SUPPLIED RECORDS ▸
'''

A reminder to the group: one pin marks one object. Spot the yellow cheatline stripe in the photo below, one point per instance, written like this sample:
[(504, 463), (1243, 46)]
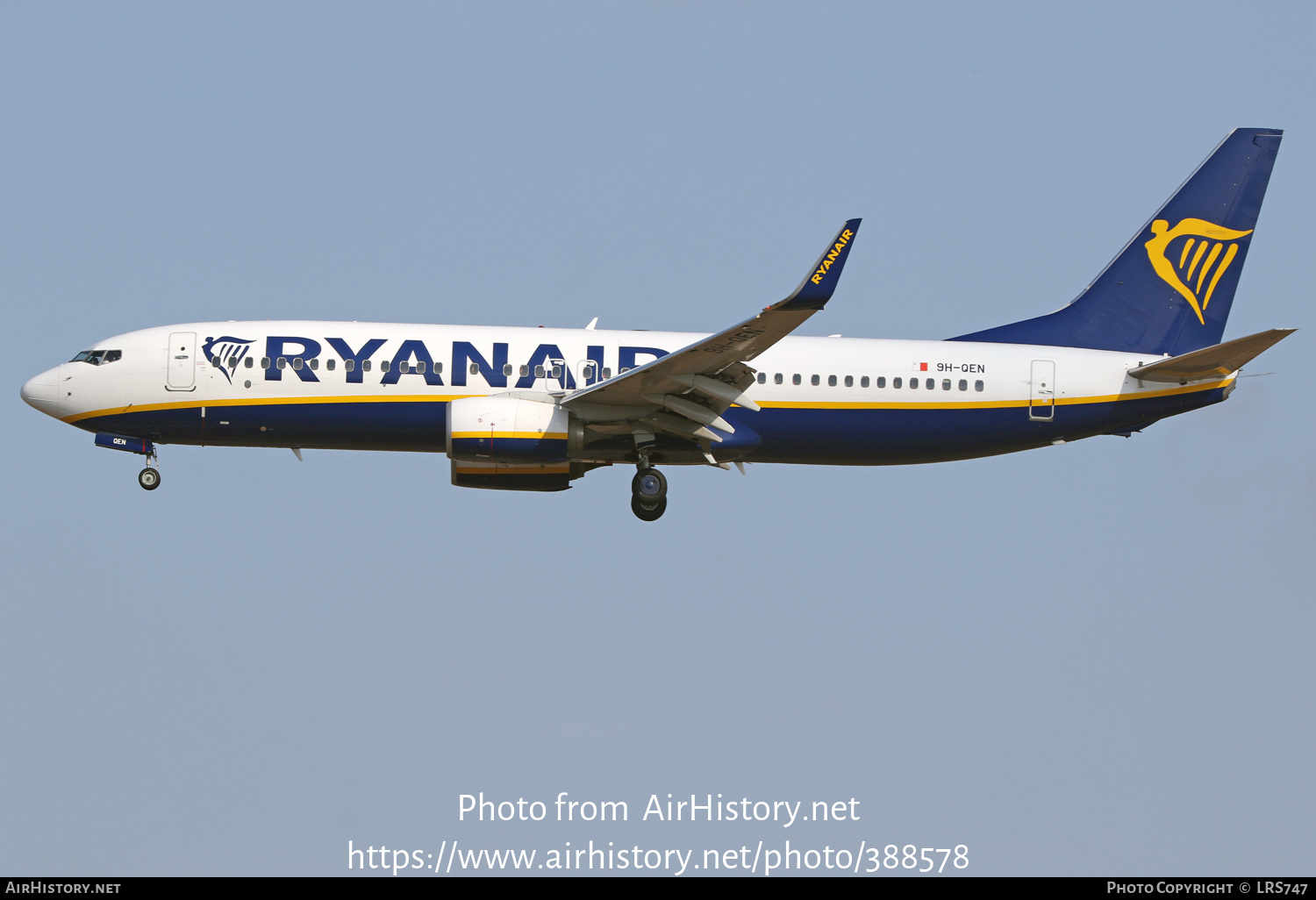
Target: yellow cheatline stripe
[(997, 404), (505, 468), (273, 402), (773, 404), (516, 436)]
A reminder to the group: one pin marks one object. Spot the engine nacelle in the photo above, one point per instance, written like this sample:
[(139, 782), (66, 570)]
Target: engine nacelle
[(507, 429)]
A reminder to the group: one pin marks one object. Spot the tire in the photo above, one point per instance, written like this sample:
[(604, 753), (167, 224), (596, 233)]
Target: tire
[(649, 486), (647, 513)]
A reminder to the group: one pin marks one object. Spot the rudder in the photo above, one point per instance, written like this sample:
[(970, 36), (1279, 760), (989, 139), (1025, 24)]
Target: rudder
[(1170, 289)]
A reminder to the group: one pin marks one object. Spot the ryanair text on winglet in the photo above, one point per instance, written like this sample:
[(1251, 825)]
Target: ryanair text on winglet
[(831, 257)]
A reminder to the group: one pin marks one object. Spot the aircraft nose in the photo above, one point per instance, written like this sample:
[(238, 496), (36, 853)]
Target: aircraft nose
[(41, 392)]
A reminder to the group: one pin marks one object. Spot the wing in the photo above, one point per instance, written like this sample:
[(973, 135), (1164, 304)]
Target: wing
[(686, 391)]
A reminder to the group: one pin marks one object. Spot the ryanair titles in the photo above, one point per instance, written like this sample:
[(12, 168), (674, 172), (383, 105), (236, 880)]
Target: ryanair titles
[(308, 360)]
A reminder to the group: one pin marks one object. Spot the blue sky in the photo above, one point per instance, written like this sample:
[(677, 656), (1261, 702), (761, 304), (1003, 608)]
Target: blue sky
[(1084, 660)]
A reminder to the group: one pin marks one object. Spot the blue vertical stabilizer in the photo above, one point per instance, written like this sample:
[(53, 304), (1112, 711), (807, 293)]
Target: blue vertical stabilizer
[(1170, 289)]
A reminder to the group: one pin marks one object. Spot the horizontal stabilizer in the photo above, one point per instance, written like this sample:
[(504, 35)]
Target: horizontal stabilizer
[(1212, 362)]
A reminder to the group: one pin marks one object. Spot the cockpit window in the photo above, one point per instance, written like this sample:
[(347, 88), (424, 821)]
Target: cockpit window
[(97, 357)]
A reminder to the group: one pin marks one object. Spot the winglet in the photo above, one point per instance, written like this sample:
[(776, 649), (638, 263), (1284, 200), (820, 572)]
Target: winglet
[(819, 284)]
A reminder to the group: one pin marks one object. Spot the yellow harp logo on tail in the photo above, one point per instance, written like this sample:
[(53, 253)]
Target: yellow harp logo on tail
[(1205, 239)]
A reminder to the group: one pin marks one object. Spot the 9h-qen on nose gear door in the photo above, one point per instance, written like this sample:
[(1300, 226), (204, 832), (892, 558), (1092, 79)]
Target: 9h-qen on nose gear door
[(182, 361), (1041, 391)]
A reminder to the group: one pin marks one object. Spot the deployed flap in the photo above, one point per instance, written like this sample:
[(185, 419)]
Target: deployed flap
[(1212, 362), (715, 354)]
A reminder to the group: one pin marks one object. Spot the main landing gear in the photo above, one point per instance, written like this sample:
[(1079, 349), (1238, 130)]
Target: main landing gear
[(647, 492), (150, 476)]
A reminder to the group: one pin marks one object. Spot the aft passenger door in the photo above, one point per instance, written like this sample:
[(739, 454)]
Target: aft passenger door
[(1041, 391), (182, 361)]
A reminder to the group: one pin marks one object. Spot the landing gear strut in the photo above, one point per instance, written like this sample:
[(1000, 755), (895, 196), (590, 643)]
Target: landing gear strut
[(647, 492)]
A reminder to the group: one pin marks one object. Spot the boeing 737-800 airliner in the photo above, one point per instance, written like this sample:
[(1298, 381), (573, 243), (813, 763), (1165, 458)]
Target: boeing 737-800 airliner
[(534, 408)]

'''

WRITTEN EXERCISE ▸ Arrange the records above as a JSON list of strings, with one string per line and no strings for blank lines. Leave the pictures out of the answer.

CORRECT RESULT ▸
[
  "A reminder to the group: one pin marks one object. Spot the yellow cheatline stripe in the photo below, one point per instance, written like this sample:",
  "[(504, 463), (1243, 46)]",
  "Target: yellow cheatline stripe",
  "[(997, 404), (505, 468), (273, 402), (773, 404), (516, 436)]",
  "A reminder to the group: one pin marks one object. Spot the engine nacelle in the photo above, one point per instance, written like this sample:",
  "[(139, 782), (66, 570)]",
  "Target: engine nacelle",
  "[(507, 429)]",
  "A reminder to the group: one pin marks one object. Spot the tire in the photo above, one point per instance, written like this sample:",
  "[(604, 753), (167, 224), (596, 233)]",
  "Target: tire",
  "[(649, 486), (647, 513)]",
  "A reminder to the group: one pin marks one object. Spot the rudder in the photo above, one point per instance, written like this sample:",
  "[(970, 36), (1279, 760), (989, 139), (1025, 24)]",
  "Target: rudder",
  "[(1170, 289)]",
  "A reminder to the group: one pin marks one object. Spot the ryanair text on winglet in the photo above, one point per instance, written like this sample:",
  "[(1251, 825)]",
  "Target: ryanair text on winglet",
  "[(831, 257)]",
  "A reminder to the group: one pin marks one object. Spot the aircraft nose in the photo above, one point per instance, written like this sample:",
  "[(238, 496), (36, 853)]",
  "Target: aircraft nose",
  "[(41, 392)]",
  "A reminder to the group: one pin marks one object. Spot the wing in the photo above, one point per instance, written like this sample:",
  "[(973, 135), (1164, 304)]",
  "Target: wing",
  "[(686, 391)]",
  "A reminder to the group: one pin marks one object. Spot the ryanair titles in the photo above, one point per instance, written like this sample:",
  "[(12, 168), (674, 172), (383, 105), (236, 880)]",
  "Target: ryanair titles",
  "[(308, 360)]",
  "A reminder to the group: one pin marks one object. Spot the blue sky in the photo above, one point per instance, written like this sample:",
  "[(677, 656), (1261, 702), (761, 304), (1003, 608)]",
  "Target: blue sky",
  "[(1084, 660)]",
  "A reminder to the group: one pin marks one object. Spot the blue vertical stabilizer in the photo above, one point per instance, written like this sample:",
  "[(53, 304), (1112, 711), (807, 293)]",
  "Target: blue vertical stabilizer",
  "[(1170, 289)]",
  "A reminder to the group: one pin marks one object. Spot the horizontal stabilizer in the photo above, one point per instance, written like this sample:",
  "[(504, 35)]",
  "Target: horizontal stabilizer",
  "[(1212, 362)]",
  "A reminder to the group: one pin marks one object. Spot the cockpit window in the photo above, one point per instance, written like this sample:",
  "[(347, 88), (424, 821)]",
  "Target: cockpit window",
  "[(97, 357)]",
  "A reminder to the group: one pin marks one object. Spot the winglet in the photo above, one point per instance, written like this sample:",
  "[(776, 649), (638, 263), (1284, 200), (820, 572)]",
  "Target: winglet",
  "[(819, 284)]",
  "A reminder to the group: one pin marks one object. Spot the yellow harp logo on tail in the photo above, one point per instance, written like this sample:",
  "[(53, 253)]",
  "Target: yellow harp logo on tail",
  "[(1205, 239)]",
  "A reminder to the group: one pin marks one object. Spot the 9h-qen on nose gear door in the photo above, one point per instance, written like this sample:",
  "[(1300, 226), (204, 832), (892, 558), (1092, 79)]",
  "Target: 9h-qen on nose gear door",
  "[(182, 361), (1041, 391)]",
  "A reminder to the group: one pin marks one object. Spot the deployed flap in the photo above, one point per instance, written like this sample:",
  "[(185, 419)]",
  "Target: deployed flap",
  "[(1212, 362), (715, 354)]",
  "A reminder to the group: one pin marks one object. Spot the main landing gear in the photo above, one point per instance, written like this sample:",
  "[(1079, 349), (1238, 130)]",
  "Target: main landing gear",
  "[(647, 492), (150, 476)]",
  "A reminder to the group: one pin marks one object. Spot the aft passenger door in the photo above, one point per instance, written like this sample:",
  "[(739, 454)]",
  "Target: aft passenger door",
  "[(1041, 391), (182, 361)]",
  "A reminder to the group: one pin marks one object. Spot the landing gear strut in the photo above, one point per instance, written like this sample:",
  "[(1000, 755), (895, 196), (590, 643)]",
  "Target: landing gear strut",
  "[(647, 492)]",
  "A reminder to the group: one pin marks one object. Spot the boeing 737-800 airliner in the photo above, one point per instance, written like this sample:",
  "[(1298, 381), (573, 243), (813, 763), (1165, 458)]",
  "Target: boeing 737-800 airliner",
  "[(534, 408)]"
]